Instructions to follow: The records must be duplicated exactly, with every picture left out.

%%

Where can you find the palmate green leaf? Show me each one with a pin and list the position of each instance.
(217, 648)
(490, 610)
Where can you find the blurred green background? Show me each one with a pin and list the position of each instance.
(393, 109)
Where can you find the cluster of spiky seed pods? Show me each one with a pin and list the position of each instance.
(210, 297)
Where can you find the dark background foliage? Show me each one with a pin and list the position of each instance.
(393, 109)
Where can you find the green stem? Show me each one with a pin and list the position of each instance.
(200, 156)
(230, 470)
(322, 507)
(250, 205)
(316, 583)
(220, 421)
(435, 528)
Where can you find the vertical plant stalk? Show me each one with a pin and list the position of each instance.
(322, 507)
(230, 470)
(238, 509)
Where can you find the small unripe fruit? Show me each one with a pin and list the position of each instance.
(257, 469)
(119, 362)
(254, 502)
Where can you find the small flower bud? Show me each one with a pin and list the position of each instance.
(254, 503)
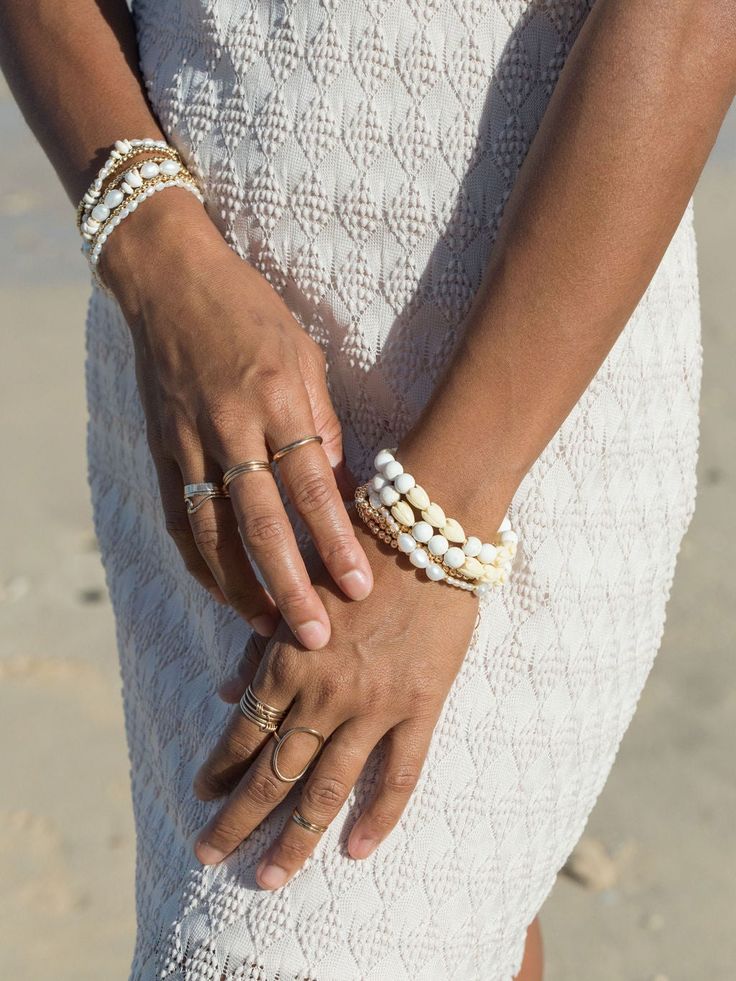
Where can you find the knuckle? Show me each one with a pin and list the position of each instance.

%%

Exercise response:
Where can you find the palmate green leaf? Show me each one with a pin and list the position of each instance.
(217, 648)
(490, 610)
Where can you find the blurred green background? Show me each one with a pin and list the position of each instance.
(393, 109)
Where can you find the cluster of spiky seed pods? Show me each one with a pin and list the position of each instance.
(210, 297)
Where can you find the dark background foliage? Show me each one with a pin and list the position of each instance.
(393, 109)
Where can you find the green stem? Show me each one with a pin and list the position of each instance.
(200, 156)
(230, 470)
(322, 507)
(250, 205)
(316, 583)
(220, 421)
(435, 528)
Where can you find the vertical plant stalk? Show me each one with a pin and list the position of each instance.
(322, 507)
(230, 470)
(238, 509)
Where can you find the small unripe fruit? Show me each one with a pin and list the position of each instance.
(257, 469)
(119, 362)
(254, 502)
Where can you find the small flower bud? Show me each one with a pin and list the position of each instance.
(254, 503)
Where can you find the knuckle? Show me each one with a pin and list the position of each instance.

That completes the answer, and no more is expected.